* **Work required**
Print the data exactly as it appears, keeping every word.

Items from a dataset
- Opening Delimiter -

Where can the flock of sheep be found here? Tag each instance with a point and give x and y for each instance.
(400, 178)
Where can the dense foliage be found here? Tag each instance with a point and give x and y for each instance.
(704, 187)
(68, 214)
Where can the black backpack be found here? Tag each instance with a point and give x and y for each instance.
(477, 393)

- Closing Delimiter -

* **Task output**
Where can the flock of sheep be found here? Tag each instance with a point and give x and y for each instance.
(400, 178)
Where can the dense foliage be found here? Tag each instance with a point and give x and y for each instance.
(704, 187)
(68, 214)
Where can the black backpack be found here? Tag each instance with a point and give x and y for each instance.
(477, 393)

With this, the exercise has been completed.